** To do **
Please copy out the lines below word for word, starting at the line that contains "Query: beige cardigan" and ending at the line that contains "column 496, row 444", with both of those lines included.

** Dataset content **
'''
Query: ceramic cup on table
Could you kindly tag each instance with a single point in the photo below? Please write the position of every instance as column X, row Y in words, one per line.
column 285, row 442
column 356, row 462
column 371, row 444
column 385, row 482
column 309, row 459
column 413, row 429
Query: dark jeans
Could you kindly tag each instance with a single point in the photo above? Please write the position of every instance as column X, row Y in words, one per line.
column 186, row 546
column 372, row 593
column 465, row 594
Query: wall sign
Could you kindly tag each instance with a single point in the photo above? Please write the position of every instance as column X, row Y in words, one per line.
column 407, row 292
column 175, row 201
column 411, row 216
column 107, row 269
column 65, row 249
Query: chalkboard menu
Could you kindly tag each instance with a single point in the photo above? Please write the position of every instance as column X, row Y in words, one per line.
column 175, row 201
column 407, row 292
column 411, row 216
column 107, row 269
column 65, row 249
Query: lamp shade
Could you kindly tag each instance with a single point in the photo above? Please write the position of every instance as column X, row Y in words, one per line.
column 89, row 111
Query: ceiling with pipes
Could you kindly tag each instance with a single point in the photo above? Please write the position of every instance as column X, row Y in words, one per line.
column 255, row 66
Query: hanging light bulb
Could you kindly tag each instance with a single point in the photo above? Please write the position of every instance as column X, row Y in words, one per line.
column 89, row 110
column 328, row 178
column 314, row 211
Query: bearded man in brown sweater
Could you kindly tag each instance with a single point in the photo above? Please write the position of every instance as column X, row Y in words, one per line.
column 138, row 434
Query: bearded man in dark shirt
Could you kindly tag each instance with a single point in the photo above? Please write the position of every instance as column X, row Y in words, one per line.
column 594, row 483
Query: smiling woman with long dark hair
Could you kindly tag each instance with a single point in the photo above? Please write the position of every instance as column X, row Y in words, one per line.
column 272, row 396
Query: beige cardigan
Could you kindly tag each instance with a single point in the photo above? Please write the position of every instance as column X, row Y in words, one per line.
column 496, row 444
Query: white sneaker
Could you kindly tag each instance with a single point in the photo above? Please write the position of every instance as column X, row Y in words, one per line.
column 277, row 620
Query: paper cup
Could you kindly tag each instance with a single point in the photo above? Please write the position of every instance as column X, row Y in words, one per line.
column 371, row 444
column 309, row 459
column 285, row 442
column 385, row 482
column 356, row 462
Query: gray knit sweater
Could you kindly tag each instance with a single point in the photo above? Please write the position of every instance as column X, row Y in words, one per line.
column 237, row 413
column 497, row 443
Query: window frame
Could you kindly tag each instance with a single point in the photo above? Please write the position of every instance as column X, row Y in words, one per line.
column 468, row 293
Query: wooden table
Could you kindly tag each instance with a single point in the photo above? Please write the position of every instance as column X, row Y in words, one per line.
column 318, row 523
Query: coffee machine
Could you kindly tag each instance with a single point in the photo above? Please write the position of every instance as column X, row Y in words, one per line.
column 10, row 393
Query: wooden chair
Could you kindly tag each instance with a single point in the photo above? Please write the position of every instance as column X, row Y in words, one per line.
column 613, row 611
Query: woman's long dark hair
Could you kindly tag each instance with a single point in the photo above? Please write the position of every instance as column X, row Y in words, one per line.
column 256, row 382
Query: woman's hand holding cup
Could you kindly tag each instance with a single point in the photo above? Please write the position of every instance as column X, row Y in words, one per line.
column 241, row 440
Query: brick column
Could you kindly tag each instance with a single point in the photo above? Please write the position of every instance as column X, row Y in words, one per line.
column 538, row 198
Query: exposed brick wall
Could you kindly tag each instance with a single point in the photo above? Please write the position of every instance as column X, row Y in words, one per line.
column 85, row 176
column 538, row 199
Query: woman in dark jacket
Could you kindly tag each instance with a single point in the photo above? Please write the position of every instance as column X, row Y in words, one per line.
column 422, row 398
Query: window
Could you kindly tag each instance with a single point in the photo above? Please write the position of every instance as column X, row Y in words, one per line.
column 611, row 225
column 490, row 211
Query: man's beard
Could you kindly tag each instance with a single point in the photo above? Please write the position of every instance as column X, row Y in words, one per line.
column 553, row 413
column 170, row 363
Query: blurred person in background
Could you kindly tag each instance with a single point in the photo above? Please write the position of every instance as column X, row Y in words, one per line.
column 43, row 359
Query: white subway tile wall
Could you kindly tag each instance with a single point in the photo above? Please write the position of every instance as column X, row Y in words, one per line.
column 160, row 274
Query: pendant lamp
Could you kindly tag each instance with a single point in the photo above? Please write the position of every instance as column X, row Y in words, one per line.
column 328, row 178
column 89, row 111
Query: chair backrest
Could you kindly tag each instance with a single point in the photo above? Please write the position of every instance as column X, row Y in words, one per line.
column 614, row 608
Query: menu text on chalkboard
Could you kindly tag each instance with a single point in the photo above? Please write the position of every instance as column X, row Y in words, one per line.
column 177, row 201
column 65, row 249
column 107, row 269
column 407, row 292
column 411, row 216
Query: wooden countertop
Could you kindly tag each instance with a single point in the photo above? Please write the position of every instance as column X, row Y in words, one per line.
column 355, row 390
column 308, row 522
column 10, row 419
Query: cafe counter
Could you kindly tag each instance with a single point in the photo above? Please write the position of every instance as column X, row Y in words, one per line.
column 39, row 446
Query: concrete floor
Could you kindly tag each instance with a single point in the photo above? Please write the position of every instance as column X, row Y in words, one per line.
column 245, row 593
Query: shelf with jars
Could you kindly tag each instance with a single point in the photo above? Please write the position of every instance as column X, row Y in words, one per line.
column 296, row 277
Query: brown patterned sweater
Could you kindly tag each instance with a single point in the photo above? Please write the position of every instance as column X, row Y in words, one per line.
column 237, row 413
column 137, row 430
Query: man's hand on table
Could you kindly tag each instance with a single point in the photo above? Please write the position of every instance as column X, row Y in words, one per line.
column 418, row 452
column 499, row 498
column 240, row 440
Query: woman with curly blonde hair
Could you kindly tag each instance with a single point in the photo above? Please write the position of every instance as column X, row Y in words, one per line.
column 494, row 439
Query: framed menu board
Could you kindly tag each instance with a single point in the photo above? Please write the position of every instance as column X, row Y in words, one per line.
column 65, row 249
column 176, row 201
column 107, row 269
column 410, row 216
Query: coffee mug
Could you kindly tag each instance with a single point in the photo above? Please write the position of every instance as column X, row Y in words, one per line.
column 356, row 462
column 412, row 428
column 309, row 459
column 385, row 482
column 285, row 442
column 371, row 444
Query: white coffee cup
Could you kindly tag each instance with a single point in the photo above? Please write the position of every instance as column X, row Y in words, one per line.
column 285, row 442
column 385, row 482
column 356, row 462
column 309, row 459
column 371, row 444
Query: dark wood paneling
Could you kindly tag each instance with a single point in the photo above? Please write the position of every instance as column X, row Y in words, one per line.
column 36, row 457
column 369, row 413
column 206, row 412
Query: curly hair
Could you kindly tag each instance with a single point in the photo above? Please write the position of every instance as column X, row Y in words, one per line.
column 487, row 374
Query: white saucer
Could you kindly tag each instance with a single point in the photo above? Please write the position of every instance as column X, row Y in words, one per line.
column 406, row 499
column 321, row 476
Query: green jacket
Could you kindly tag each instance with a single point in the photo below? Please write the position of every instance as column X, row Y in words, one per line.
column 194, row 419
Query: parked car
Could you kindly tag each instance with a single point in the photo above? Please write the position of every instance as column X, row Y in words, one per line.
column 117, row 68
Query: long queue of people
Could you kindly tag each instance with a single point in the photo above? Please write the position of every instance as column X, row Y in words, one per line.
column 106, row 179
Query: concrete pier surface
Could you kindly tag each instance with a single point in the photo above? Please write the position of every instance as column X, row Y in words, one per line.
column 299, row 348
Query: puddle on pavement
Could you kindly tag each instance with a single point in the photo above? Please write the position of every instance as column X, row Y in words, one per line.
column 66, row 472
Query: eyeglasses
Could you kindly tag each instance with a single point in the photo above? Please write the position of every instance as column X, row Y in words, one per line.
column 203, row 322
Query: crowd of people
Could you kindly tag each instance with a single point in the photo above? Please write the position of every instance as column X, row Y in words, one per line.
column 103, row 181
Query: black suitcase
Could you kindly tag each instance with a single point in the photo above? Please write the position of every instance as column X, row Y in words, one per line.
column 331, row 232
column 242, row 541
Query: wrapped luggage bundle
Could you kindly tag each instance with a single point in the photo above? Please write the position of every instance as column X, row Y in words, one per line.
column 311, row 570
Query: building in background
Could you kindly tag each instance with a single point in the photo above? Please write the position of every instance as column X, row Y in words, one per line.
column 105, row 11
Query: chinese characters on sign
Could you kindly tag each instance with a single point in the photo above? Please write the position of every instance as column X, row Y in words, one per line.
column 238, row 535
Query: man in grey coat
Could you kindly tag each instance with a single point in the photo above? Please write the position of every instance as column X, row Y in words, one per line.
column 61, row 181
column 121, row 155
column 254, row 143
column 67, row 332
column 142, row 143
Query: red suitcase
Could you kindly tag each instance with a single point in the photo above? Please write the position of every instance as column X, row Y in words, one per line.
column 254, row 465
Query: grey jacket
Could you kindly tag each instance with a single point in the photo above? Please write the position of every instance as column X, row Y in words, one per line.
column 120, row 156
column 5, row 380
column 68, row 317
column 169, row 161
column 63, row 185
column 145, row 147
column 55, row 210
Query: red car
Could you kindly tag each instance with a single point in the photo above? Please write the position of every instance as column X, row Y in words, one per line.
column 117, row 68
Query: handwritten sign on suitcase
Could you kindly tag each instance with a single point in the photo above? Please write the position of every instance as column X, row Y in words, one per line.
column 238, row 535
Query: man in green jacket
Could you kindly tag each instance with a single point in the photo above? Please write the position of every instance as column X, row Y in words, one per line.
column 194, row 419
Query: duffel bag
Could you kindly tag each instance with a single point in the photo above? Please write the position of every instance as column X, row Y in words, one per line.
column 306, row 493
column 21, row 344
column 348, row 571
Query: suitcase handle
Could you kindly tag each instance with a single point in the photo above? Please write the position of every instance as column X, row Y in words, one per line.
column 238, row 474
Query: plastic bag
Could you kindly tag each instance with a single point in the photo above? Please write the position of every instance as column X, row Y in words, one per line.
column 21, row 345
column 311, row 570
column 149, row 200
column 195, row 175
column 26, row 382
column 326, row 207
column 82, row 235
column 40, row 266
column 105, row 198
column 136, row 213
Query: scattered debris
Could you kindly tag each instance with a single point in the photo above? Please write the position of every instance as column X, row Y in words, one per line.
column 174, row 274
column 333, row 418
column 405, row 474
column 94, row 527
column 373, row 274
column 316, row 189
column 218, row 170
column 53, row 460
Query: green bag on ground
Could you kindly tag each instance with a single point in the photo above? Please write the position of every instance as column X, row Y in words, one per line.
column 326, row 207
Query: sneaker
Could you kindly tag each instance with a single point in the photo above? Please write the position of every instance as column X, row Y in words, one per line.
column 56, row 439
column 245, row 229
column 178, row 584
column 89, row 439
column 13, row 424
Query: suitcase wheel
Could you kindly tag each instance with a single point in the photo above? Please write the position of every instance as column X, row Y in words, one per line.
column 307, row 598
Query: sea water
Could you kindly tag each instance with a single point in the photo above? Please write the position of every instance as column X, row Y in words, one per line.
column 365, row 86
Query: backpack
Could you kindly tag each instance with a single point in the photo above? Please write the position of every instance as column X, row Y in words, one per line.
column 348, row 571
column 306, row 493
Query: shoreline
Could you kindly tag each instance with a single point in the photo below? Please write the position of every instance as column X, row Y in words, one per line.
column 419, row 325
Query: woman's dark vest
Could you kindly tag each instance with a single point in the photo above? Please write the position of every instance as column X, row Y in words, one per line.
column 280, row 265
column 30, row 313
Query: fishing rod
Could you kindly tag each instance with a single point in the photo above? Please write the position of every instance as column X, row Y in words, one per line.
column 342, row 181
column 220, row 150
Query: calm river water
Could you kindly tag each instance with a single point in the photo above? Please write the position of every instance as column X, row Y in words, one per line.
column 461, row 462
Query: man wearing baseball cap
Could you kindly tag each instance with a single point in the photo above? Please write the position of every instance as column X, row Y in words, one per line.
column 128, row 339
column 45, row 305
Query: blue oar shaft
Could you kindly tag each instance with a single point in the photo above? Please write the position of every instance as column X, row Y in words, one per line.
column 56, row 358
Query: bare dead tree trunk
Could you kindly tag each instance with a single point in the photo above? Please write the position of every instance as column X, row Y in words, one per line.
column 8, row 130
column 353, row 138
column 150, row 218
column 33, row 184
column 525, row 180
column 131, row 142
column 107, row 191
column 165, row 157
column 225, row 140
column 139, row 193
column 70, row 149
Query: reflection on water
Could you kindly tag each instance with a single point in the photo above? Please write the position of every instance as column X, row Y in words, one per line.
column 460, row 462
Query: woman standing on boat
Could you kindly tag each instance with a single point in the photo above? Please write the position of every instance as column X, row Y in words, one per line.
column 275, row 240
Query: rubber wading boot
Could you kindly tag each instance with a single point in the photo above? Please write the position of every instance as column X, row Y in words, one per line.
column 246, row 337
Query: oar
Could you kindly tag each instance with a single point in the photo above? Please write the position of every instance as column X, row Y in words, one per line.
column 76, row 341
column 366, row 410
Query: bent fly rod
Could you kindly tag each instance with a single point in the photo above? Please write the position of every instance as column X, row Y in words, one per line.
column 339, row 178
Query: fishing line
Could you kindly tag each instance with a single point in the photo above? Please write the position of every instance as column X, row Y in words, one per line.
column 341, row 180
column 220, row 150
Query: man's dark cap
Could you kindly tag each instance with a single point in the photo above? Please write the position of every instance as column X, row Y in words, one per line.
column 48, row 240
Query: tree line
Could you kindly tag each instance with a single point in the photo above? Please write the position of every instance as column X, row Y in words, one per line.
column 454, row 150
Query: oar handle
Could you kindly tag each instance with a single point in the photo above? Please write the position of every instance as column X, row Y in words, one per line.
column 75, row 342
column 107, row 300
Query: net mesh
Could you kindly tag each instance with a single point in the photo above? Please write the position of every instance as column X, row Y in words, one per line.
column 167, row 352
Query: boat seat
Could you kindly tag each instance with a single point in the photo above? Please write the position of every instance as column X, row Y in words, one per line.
'''
** Answer to the problem **
Query: beige cardigan
Could you kindly tag each instance with a single point in the photo above? Please write the position of every instance as column X, row Y in words, one per line.
column 496, row 444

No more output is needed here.